> _Data shown_
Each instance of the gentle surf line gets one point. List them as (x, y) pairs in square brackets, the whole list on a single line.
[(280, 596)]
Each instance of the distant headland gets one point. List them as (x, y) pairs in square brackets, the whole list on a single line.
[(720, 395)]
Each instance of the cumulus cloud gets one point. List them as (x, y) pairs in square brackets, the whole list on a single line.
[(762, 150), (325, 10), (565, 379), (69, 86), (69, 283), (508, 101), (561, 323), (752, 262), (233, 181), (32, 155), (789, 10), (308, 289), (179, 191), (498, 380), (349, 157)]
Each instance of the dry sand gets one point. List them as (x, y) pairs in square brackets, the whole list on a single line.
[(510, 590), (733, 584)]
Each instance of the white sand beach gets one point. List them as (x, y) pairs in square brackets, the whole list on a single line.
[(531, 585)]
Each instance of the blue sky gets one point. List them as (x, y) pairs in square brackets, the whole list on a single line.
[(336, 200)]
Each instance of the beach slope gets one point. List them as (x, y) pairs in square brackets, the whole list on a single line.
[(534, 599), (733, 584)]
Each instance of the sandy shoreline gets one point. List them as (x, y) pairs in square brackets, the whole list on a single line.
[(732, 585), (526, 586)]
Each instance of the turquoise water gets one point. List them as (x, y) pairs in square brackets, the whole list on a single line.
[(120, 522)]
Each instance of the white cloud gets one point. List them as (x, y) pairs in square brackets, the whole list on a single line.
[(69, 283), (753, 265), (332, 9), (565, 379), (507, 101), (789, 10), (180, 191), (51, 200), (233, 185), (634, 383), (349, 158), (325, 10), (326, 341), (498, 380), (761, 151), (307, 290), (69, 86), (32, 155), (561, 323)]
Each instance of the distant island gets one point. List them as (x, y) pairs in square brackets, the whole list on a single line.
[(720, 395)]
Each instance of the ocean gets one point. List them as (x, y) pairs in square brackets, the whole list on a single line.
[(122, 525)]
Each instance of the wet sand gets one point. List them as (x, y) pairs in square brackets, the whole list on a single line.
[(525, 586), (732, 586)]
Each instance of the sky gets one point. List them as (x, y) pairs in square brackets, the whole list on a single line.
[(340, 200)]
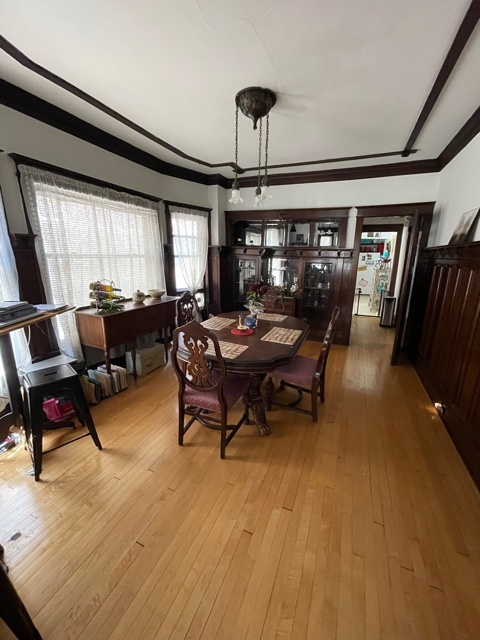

> _Your instructions_
Please rewrite the entries from the line containing "Each instance of the sky" through the end of the entries, inclusive, keeping each request and shifting every coordinate in the answers up by 73. Leave the pictures out.

> _Task response_
Each instance of the sky gets one point. List them as (x, y) pairs in square brackets, the whole list on a single line.
[(413, 273)]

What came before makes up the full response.